_Exercise requirements_.
Count the lines of data below that include "post". Provide only the number.

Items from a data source
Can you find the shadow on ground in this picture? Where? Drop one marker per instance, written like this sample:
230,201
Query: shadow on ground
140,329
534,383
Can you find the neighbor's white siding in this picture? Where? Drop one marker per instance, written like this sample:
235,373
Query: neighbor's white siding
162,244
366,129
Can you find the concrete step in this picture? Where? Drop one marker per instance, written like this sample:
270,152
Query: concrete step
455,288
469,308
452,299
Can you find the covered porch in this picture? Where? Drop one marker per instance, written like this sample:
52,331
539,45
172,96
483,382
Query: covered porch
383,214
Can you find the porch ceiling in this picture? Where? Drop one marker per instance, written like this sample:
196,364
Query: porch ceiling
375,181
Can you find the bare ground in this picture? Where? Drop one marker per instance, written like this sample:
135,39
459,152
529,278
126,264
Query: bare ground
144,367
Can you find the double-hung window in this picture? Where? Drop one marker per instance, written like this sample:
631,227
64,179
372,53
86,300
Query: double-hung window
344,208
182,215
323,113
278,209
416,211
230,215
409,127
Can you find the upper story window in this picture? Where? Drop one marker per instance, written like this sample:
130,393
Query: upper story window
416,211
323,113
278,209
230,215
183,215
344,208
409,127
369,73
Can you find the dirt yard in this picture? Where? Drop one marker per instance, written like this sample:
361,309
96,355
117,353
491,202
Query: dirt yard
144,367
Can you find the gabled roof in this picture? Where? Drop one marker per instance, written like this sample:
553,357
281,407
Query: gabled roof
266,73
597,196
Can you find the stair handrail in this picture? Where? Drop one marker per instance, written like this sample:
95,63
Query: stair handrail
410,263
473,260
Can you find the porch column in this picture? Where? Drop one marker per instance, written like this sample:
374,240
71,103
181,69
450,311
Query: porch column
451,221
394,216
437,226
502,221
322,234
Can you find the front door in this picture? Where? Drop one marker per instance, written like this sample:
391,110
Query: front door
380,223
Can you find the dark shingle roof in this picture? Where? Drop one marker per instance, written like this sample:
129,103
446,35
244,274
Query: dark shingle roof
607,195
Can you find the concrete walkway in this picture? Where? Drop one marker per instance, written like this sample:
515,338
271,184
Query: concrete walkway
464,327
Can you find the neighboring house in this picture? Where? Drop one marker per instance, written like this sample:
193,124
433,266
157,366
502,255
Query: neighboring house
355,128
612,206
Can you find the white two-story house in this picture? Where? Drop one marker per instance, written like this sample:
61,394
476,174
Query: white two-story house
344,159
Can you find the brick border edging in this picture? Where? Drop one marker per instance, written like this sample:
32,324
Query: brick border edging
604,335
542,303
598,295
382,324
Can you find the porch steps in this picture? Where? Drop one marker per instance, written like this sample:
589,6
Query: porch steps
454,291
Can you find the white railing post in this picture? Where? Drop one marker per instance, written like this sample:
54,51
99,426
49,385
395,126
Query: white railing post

_Answer space_.
2